Operator – a party to this agreement appointed to perform the duties specified in the Joint Operating Agreement; at the date of execution of this Agreement the Operator is PGNiG S.A.;

	
  

	
19)

	
Tariff – the set of prices and fee rates, and conditions of their application, prepared by the Seller and introduced as binding for customers specified therein, according to the procedures set forth in the Energy Law; in particular the Tariff shall set out the prices and fee rates for the consumers of the Lw-2 class low-methane gas;

	
  

	
20)

	
Metering System – gas meters and other metering devices, as well as the systems connecting those devices, described in Appendix No. 1, used to measure the quantity of the Gas sold at the Delivery Point, owned by the Seller and the Purchaser;

	
  

	
21)

	
Joint Operating Agreement – Joint operating agreement covering the Poznań area, entered into on 1 June 2004 between the Purchaser and the Seller, on the basis of which both parties will have the ownership title to the Gas in the following proportions (shares) – the Seller – 49% and the Purchaser 51%;

	
  

	
22)

	
Field – means the gas field Lisewo located on Pyzdry concession area (concession No. 18/99/p) – the natural gas accumulation in the Rotligend sandstone, located in the area of Wielkopolskie province, Września district.

	
2.

	
All units of measurement used herein are units of the SI system in accordance with the Law on Measurements dated 11 May 2001 (consolidated text: Dz. U. of 2004, No. 243, item 2441).

§ 2

	
1.

	
This Agreement is entered into as of the date of its execution, for an indefinite period, and shall end in accordance with § 7.

	
2.

	
The Sale Commencement Day will be agreed by the Parties on the Contract Day on which the Purchaser as the Operator commences the production of Gas from the Field pursuant to the Joint Operating Agreement.

	
3.

	
The settlement of accounts between the Parties in relation to this Agreement shall take place no later than three (3) months after the end of the Sale Period.  The Parties are obliged to make final settlements within this time limit.

  

  

  

Agreement No. 12/K/2013

 

§ 3

	
1.

	
The Seller undertakes to transfer the ownership title to the Gas to the Seller during the Sale Period and to surrender all the Gas to the Purchaser at the Delivery Point, and the Purchaser undertakes to take all the Gas meeting the quality parameters specified in Appendix No. 1 (Quality Specification) and pay for it at the Gas Price specified in the Agreement.

********************

* **Task statement**
Sum up the agreement excerpt in two sentences. These records have nothing to do with the agreement excerpt.

Dataset records on where objects are located:
********************

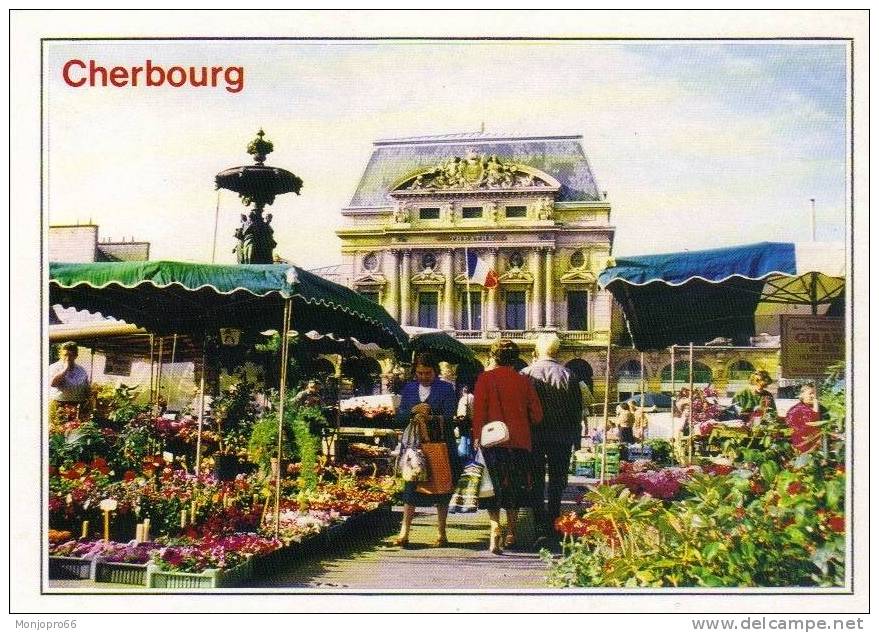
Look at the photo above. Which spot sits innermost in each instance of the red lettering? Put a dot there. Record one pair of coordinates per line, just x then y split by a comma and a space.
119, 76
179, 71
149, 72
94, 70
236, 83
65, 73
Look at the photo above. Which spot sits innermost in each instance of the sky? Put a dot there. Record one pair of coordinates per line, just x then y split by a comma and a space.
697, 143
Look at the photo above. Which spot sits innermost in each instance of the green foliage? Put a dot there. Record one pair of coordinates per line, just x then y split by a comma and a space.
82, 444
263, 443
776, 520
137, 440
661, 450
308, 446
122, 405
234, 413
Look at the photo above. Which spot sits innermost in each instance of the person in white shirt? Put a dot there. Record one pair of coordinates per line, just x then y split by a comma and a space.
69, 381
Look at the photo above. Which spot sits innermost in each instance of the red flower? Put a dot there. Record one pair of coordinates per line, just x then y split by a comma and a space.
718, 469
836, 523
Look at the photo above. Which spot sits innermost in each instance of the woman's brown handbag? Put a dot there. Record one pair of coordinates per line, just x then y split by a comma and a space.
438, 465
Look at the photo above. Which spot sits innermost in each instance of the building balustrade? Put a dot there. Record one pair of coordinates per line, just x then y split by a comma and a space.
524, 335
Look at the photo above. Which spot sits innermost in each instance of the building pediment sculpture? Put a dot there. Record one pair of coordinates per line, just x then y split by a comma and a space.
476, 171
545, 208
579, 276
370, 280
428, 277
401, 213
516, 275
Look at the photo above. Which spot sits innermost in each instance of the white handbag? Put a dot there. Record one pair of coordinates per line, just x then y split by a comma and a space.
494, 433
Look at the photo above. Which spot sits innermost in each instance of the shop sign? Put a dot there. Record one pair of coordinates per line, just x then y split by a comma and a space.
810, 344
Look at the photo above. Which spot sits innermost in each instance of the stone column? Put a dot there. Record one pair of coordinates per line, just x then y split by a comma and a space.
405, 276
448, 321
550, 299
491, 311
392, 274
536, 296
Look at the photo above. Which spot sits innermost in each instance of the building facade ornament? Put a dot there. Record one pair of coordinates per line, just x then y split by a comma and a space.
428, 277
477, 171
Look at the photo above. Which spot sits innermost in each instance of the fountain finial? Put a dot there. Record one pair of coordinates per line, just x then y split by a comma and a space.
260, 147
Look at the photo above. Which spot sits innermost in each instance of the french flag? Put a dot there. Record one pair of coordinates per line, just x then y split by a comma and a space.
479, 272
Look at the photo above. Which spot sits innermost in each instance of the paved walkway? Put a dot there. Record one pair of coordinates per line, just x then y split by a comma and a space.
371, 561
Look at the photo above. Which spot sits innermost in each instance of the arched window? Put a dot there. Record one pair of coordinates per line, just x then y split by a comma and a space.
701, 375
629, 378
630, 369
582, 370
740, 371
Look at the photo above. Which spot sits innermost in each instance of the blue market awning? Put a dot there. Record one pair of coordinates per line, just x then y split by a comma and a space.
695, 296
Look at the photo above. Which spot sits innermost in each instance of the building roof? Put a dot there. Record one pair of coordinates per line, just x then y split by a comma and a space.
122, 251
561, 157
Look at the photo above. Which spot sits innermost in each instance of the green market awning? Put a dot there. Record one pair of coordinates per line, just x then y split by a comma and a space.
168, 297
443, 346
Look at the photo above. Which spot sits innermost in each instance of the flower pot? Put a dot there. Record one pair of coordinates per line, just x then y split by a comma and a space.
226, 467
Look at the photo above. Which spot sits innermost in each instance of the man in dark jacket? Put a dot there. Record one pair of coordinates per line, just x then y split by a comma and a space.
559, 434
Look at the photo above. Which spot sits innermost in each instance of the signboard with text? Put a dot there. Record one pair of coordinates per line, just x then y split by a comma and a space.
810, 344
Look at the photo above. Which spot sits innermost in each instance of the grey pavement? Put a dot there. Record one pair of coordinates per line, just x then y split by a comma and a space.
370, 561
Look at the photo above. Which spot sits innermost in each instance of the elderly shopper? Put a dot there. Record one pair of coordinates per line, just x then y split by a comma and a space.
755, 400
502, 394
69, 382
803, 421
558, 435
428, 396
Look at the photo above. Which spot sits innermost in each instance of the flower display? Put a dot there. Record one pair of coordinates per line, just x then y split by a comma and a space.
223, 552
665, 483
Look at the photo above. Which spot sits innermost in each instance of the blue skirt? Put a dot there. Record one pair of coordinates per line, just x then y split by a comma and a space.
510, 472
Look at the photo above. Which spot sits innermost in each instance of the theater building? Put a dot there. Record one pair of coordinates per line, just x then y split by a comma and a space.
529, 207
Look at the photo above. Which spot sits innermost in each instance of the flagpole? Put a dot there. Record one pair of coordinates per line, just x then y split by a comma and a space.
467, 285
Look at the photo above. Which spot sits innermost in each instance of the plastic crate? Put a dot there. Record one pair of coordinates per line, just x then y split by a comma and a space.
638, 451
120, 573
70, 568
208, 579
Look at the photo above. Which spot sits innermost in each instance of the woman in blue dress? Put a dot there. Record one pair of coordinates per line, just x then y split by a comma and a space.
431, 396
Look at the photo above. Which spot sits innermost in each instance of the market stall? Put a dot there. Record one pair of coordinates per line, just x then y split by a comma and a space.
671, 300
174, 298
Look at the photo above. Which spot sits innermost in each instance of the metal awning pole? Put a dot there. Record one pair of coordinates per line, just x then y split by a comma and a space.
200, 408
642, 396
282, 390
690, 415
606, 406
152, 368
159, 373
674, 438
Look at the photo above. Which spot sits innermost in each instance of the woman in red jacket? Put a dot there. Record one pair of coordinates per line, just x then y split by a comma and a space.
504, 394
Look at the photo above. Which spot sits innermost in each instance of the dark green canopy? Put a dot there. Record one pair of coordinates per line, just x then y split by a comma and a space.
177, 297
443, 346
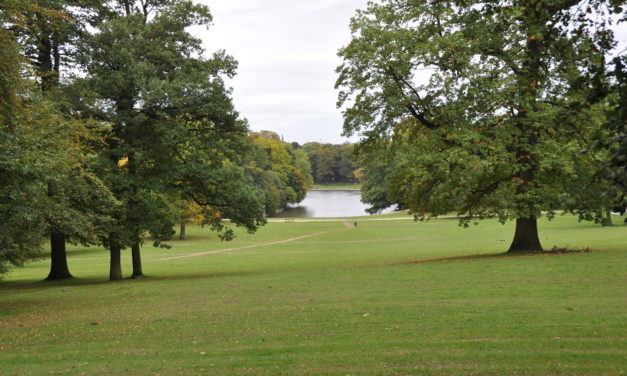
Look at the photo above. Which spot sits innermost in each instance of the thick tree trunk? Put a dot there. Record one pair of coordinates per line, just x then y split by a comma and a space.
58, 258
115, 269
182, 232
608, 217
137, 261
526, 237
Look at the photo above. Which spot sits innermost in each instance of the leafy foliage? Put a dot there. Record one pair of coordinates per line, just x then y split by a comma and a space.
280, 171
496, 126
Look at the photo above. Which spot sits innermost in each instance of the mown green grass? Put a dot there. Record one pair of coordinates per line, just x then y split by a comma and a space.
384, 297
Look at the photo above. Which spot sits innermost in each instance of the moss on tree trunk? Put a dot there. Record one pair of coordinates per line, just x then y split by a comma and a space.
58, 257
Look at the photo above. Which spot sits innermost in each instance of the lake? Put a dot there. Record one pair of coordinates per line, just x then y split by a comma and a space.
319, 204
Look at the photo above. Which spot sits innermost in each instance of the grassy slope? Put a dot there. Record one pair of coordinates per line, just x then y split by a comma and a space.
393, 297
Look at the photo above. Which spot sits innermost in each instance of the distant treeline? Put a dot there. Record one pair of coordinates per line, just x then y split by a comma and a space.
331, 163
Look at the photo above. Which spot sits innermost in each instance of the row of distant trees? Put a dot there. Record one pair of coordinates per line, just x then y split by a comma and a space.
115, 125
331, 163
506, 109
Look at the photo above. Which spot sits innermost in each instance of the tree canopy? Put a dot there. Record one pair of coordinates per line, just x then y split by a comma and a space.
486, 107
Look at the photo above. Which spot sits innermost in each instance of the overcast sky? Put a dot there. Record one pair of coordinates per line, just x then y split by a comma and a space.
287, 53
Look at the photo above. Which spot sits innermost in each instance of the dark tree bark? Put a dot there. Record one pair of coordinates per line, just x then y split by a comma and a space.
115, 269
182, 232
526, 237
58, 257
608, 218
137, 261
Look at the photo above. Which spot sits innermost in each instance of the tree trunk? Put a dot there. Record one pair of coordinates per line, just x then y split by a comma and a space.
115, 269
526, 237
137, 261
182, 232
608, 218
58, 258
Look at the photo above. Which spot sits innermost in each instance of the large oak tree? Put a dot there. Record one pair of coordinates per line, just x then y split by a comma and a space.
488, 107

********************

* **Complete response**
The excerpt defines several terms: the Operator (PGNiG S.A.), the Seller's Tariff, the Metering System, a Joint Operating Agreement for the Poznań area that gives the Seller 49% and the Purchaser 51% ownership of the Gas, and the Lisewo gas field in Wielkopolskie province. It says the Agreement runs for an indefinite period from the date it is signed, final settlements must be made within three months after the Sale Period ends, the Seller must hand over all the Gas at the Delivery Point, and the Purchaser must take all Gas that meets the quality specification and pay for it at the Gas Price.